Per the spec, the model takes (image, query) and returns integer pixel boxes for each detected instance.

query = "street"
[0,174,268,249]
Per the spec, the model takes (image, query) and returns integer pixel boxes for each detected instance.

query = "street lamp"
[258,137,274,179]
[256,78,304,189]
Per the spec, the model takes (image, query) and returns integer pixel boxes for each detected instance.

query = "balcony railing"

· · · · ·

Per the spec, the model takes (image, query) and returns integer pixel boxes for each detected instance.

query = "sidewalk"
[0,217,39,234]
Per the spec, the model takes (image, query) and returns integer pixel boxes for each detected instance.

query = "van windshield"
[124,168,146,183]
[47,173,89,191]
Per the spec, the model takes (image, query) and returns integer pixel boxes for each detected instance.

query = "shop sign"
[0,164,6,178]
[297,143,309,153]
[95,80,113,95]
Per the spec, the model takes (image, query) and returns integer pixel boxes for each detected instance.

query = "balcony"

· · · · ·

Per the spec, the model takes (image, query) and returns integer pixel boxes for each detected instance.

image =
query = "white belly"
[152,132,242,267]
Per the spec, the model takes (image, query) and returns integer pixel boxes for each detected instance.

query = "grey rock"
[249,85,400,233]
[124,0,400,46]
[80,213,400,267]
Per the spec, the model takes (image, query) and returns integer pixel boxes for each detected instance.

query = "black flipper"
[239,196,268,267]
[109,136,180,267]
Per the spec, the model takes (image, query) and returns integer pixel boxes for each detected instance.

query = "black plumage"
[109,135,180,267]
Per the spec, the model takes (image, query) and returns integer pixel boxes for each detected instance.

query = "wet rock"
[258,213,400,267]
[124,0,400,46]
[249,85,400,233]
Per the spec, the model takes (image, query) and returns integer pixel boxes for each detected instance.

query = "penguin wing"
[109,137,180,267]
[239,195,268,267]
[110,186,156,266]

· · · · ·

→ Brief
How many lines in the listing contain the word "black"? Reply with the number alone.

→ Task solution
2